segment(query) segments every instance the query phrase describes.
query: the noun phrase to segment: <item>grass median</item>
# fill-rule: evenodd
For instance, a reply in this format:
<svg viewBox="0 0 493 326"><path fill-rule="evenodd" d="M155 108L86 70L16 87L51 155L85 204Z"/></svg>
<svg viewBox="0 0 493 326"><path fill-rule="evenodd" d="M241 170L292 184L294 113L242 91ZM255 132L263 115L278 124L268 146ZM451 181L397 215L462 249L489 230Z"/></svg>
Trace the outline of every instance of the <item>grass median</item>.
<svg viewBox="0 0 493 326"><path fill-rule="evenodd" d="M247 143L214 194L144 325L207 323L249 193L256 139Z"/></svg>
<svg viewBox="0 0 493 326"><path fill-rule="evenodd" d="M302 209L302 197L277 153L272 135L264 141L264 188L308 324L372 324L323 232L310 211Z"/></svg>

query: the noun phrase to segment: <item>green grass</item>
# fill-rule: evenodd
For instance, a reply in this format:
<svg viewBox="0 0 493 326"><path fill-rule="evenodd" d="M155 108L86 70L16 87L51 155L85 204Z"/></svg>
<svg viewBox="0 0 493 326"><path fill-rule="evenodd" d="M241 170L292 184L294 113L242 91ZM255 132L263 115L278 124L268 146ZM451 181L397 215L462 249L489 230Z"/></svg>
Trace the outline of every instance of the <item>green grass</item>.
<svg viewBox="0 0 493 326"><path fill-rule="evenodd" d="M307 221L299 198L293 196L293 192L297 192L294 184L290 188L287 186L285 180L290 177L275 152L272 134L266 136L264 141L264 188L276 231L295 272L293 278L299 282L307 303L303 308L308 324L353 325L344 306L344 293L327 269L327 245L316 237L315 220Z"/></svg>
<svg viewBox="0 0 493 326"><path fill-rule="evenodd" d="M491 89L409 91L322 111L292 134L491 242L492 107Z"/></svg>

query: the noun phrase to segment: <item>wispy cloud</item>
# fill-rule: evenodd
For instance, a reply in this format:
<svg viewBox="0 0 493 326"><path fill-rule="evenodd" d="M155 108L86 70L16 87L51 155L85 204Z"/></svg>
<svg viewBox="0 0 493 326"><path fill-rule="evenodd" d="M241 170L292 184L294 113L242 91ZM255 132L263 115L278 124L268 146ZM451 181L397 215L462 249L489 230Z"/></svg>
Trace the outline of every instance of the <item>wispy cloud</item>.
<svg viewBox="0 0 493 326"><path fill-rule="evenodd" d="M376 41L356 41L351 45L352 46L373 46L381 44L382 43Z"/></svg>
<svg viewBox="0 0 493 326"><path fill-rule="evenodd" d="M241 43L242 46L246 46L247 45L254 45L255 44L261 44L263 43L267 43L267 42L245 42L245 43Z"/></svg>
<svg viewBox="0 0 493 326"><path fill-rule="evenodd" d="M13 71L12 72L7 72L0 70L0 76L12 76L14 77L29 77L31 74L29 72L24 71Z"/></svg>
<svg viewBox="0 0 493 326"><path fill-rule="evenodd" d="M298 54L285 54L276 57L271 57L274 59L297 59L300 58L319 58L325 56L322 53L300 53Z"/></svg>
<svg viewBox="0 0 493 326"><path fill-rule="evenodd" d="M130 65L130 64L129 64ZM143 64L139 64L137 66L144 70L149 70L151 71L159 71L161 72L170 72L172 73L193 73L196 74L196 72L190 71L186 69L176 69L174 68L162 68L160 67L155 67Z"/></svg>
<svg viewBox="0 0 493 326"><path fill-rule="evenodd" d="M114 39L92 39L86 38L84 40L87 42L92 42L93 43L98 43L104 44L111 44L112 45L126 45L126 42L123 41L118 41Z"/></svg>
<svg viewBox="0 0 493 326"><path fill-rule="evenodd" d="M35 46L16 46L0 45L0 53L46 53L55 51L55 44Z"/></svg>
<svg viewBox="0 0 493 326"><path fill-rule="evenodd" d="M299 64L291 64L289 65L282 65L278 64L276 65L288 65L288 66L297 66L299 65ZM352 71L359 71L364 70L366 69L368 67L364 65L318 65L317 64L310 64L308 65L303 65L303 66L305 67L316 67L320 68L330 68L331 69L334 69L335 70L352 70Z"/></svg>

**SET TASK**
Reproduce every one of the lines above word for word, without changing a single character.

**EXERCISE SOLUTION**
segment(query) segments every instance the query phrase describes.
query: the noun phrase to segment: <item>grass median</item>
# fill-rule: evenodd
For instance, a reply in this format:
<svg viewBox="0 0 493 326"><path fill-rule="evenodd" d="M155 108L86 70L16 87L51 155L85 204Z"/></svg>
<svg viewBox="0 0 493 326"><path fill-rule="evenodd" d="M241 170L292 184L294 113L242 91ZM255 132L263 115L278 124L268 146ZM451 181L397 215L462 249L489 230Z"/></svg>
Trace the outline of every instance of the <item>grass median</item>.
<svg viewBox="0 0 493 326"><path fill-rule="evenodd" d="M247 143L214 194L144 325L207 323L249 193L256 139Z"/></svg>
<svg viewBox="0 0 493 326"><path fill-rule="evenodd" d="M302 209L302 197L277 153L272 135L264 141L264 188L308 324L372 324L323 232L310 211Z"/></svg>

query: the noun phrase to segment: <item>green grass</item>
# fill-rule: evenodd
For instance, a reply in this format:
<svg viewBox="0 0 493 326"><path fill-rule="evenodd" d="M155 108L86 70L16 87L51 155L85 204Z"/></svg>
<svg viewBox="0 0 493 326"><path fill-rule="evenodd" d="M241 170L292 184L294 113L242 91ZM255 132L263 115L278 124L268 146ZM451 181L397 215L462 249L489 230Z"/></svg>
Trace the outline of every instance of the <item>green grass</item>.
<svg viewBox="0 0 493 326"><path fill-rule="evenodd" d="M307 221L299 198L293 196L293 192L297 192L294 184L290 188L287 186L285 180L290 177L275 152L272 134L266 136L264 141L264 188L276 231L295 272L293 278L299 282L307 303L303 308L308 324L353 325L344 306L344 293L327 269L327 245L316 237L315 220Z"/></svg>
<svg viewBox="0 0 493 326"><path fill-rule="evenodd" d="M491 89L409 91L322 111L292 134L491 242L492 107Z"/></svg>

query: the noun phrase to segment: <item>wispy cloud</item>
# fill-rule: evenodd
For instance, a reply in this format:
<svg viewBox="0 0 493 326"><path fill-rule="evenodd" d="M155 108L86 70L16 87L51 155L85 204Z"/></svg>
<svg viewBox="0 0 493 326"><path fill-rule="evenodd" d="M241 170L292 184L294 113L242 91ZM255 132L263 115L278 124L268 146ZM451 181L397 215L462 249L489 230Z"/></svg>
Trace the outline of every instance of the <item>wispy cloud</item>.
<svg viewBox="0 0 493 326"><path fill-rule="evenodd" d="M376 41L356 41L351 45L352 46L373 46L381 44L382 43Z"/></svg>
<svg viewBox="0 0 493 326"><path fill-rule="evenodd" d="M241 43L242 46L246 46L247 45L254 45L255 44L261 44L263 43L267 43L267 42L245 42L245 43Z"/></svg>
<svg viewBox="0 0 493 326"><path fill-rule="evenodd" d="M13 71L12 72L7 72L0 70L0 76L12 76L14 77L29 77L31 74L29 72L24 71Z"/></svg>
<svg viewBox="0 0 493 326"><path fill-rule="evenodd" d="M298 54L285 54L276 57L271 57L274 59L297 59L300 58L319 58L325 56L322 53L300 53Z"/></svg>
<svg viewBox="0 0 493 326"><path fill-rule="evenodd" d="M130 65L130 64L129 64ZM143 64L139 64L137 66L144 70L149 70L151 71L159 71L161 72L170 72L172 73L193 73L196 74L196 72L190 71L186 69L176 69L174 68L162 68L160 67L155 67Z"/></svg>
<svg viewBox="0 0 493 326"><path fill-rule="evenodd" d="M114 39L92 39L86 38L84 40L87 42L92 42L93 43L98 43L104 44L111 44L112 45L126 45L126 42L123 41L118 41Z"/></svg>
<svg viewBox="0 0 493 326"><path fill-rule="evenodd" d="M35 46L16 46L0 45L0 53L46 53L55 51L55 44Z"/></svg>
<svg viewBox="0 0 493 326"><path fill-rule="evenodd" d="M299 64L291 64L289 65L282 65L278 64L276 65L288 65L288 66L297 66L299 65ZM352 71L359 71L364 70L366 69L368 67L364 65L318 65L317 64L310 64L308 65L303 65L303 66L305 67L316 67L320 68L330 68L331 69L334 69L335 70L352 70Z"/></svg>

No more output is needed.